- _DOCUMENT_:
_____
And that was it. After a total of 4 hours running free, the jack_test3
suite spitted out these results, which speak from themselves:

*********** CONSOLIDATED RESULTS ************
Total seconds ran . . . . . . : 14400
Number of clients . . . . . . : 16
Ports per client . . . . . . : 4
*********************************************
Summary Result Count . . . . : 4 / 4
*********************************************
Timeout Rate . . . . . . . . :( 0.0)/hour
XRUN Rate . . . . . . . . . . : 0.0 /hour
Delay Rate (>spare time) . . : 0.0 /hour
Delay Rate (>1000 usecs) . . : 0.0 /hour
Delay Maximum . . . . . . . . : 77 usecs
Cycle Maximum . . . . . . . . : 1029 usecs
Average DSP Load. . . . . . . : 60.0 %
Average CPU System Load . . . : 19.6 %
Average CPU User Load . . . . : 47.7 %
Average CPU Nice Load . . . . : 0.0 %
Average CPU I/O Wait Load . . : 0.0 %
Average CPU IRQ Load . . . . : 0.0 %
Average CPU Soft-IRQ Load . . : 0.0 %
Average Interrupt Rate . . . : 1689.1 /sec
Average Context-Switch Rate . : 19781.4 /sec
*********************************************

This is frankly the best performance EVER on this laptop machine, given
these jackd parameters (-R -P60 -dalsa -dhw:0 -r44100 -p64 -n2 -S -P).

Next step is really trying to increase the stress and look after when it
will break apart. It will not take too long...

First attempts, by just increasing the client count from 16 to 20, are
leading to what will be the next "horror show" :) CPU tops above 90%, and
after a couple of minutes running steadly it enters into some kind of
turbulence and hangs. Yeah, it just freezes completely.

So I guess we're having a lot more food to mangle ;)

Stay tuned.
--
rncbc aka Rui Nuno Capela
***@rncbc.org
Rui Nuno Capela
2004-12-02 12:59:41 UTC
Permalink
Post by Rui Nuno Capela
Next step is really trying to increase the stress and look after when it
will break apart. It will not take too long...
First attempts, by just increasing the client count from 16 to 20, are
leading to what will be the next "horror show" :) CPU tops above 90%, and
after a couple of minutes running steadly it enters into some kind of
turbulence and hangs. Yeah, it just freezes completely.
So I guess we're having a lot more food to mangle ;)
_____
- _COLLECTED MATERIAL_:
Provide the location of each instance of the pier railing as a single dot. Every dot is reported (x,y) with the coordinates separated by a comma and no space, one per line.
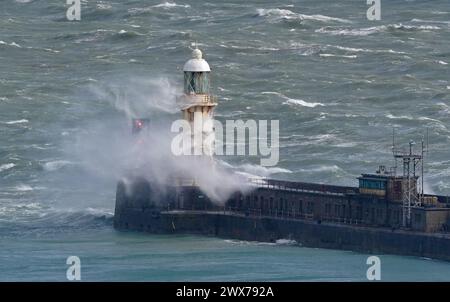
_____
- _SHORT EXERCISE_: In the post on the jack_test3 results, what was the Delay Maximum?

- _RESPONSE FOR THIS EXERCISE_: 77 usecs